# What you will do:
Everything from the line that contains "point: woman in" through the final line of the records should be written out exactly, and nothing outside that span.

** START OF Given information **

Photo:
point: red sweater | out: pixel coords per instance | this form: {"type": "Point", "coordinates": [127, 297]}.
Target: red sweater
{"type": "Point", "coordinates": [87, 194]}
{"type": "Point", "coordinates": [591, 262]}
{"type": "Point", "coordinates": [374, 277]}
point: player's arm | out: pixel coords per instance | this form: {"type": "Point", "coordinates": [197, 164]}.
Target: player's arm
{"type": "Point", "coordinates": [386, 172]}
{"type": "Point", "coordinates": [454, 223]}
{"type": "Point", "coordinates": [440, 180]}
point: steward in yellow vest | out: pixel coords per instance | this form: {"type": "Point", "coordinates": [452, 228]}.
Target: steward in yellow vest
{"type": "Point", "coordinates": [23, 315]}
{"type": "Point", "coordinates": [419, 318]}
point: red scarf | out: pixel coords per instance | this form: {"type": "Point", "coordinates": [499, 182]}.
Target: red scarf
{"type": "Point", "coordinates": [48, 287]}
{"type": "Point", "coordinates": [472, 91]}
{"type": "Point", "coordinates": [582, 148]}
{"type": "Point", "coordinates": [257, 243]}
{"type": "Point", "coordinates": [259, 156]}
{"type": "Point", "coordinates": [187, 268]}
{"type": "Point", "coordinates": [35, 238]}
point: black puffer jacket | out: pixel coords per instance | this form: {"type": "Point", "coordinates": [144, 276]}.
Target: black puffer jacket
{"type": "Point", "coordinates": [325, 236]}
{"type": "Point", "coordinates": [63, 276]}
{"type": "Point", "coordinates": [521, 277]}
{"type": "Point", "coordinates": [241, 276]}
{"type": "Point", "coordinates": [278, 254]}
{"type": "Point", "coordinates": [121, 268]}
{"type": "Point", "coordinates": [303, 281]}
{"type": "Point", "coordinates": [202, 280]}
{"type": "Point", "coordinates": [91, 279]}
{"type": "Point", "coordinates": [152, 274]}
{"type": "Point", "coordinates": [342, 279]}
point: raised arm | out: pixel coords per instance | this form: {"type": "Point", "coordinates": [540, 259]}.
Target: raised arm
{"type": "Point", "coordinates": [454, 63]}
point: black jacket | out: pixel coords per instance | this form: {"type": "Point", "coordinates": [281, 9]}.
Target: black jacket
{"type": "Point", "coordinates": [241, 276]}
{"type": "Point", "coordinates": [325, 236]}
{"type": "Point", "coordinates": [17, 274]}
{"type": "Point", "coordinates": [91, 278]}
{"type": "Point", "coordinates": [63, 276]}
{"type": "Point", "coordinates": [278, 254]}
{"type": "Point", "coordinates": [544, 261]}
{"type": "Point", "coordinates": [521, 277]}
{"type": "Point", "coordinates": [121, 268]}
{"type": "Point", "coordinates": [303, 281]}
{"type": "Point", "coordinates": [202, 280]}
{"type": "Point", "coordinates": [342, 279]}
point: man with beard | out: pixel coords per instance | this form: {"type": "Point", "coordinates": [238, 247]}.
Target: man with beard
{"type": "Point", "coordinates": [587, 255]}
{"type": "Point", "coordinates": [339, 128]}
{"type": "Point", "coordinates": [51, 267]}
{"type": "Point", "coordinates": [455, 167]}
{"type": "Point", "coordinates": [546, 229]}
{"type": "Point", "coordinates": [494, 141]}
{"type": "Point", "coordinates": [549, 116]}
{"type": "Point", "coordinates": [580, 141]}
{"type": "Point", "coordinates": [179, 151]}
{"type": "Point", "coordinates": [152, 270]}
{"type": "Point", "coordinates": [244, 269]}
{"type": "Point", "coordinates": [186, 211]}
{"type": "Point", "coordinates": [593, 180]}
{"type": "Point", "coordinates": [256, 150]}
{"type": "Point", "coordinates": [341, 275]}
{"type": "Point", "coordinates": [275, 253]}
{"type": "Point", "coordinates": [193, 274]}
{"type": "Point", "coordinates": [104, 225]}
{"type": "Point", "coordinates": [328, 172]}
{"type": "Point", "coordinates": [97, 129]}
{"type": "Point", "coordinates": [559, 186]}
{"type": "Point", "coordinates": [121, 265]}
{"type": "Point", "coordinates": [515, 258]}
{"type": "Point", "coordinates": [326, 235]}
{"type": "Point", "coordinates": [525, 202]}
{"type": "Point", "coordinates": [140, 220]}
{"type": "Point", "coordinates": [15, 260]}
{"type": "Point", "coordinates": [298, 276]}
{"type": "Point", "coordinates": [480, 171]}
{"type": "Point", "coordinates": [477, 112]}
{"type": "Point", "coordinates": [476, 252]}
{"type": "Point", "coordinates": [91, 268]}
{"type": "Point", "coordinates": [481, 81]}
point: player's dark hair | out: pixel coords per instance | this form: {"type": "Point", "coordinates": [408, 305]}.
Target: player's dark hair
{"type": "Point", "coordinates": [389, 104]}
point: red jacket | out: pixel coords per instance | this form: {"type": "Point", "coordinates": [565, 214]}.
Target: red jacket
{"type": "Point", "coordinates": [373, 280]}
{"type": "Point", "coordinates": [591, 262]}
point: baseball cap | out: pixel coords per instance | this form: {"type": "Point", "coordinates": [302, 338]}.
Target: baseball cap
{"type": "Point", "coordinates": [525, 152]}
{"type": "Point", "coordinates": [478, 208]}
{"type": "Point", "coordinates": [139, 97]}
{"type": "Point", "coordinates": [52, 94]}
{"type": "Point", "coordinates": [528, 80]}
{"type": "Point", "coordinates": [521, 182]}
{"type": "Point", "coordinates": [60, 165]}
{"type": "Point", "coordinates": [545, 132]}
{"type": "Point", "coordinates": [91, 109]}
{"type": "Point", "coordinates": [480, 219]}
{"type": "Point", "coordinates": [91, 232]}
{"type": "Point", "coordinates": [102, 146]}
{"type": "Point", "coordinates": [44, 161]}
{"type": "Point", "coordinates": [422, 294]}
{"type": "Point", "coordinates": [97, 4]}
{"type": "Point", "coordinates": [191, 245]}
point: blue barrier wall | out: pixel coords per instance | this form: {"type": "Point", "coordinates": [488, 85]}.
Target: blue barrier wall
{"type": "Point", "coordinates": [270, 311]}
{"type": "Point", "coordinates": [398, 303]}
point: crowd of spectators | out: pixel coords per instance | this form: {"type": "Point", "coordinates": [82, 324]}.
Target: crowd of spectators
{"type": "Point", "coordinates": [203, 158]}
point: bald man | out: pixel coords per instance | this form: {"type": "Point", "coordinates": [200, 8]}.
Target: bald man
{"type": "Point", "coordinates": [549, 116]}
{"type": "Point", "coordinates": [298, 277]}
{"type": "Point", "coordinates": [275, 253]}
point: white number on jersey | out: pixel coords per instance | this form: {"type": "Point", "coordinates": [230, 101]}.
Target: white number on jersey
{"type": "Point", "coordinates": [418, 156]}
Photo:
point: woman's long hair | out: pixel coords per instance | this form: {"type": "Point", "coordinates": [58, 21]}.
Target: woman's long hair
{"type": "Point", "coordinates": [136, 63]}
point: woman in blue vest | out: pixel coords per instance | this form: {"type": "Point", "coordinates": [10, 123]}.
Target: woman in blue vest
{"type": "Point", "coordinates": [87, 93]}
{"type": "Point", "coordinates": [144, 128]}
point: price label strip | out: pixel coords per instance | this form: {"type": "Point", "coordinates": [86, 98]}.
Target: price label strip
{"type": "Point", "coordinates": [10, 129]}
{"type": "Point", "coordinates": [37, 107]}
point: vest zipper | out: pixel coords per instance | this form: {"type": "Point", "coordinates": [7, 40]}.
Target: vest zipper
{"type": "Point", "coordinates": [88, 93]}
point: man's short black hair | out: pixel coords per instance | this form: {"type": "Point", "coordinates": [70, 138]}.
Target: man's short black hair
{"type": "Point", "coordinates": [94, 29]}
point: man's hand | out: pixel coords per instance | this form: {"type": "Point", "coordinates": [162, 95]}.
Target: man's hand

** END OF Given information **

# Solution to the exercise:
point: woman in blue vest | out: pixel coords per instance | this form: {"type": "Point", "coordinates": [10, 123]}.
Target: woman in blue vest
{"type": "Point", "coordinates": [87, 93]}
{"type": "Point", "coordinates": [144, 128]}
point: price label strip | out: pixel coords per instance | this form: {"type": "Point", "coordinates": [86, 98]}.
Target: price label strip
{"type": "Point", "coordinates": [10, 129]}
{"type": "Point", "coordinates": [37, 107]}
point: vest zipper | out: pixel coords per instance | this form: {"type": "Point", "coordinates": [7, 40]}.
Target: vest zipper
{"type": "Point", "coordinates": [88, 93]}
point: man's short black hair | out: pixel coords per instance | this form: {"type": "Point", "coordinates": [70, 138]}.
Target: man's short black hair
{"type": "Point", "coordinates": [94, 29]}
point: man's hand | out: pixel coords per instance | this form: {"type": "Point", "coordinates": [162, 95]}.
Target: man's hand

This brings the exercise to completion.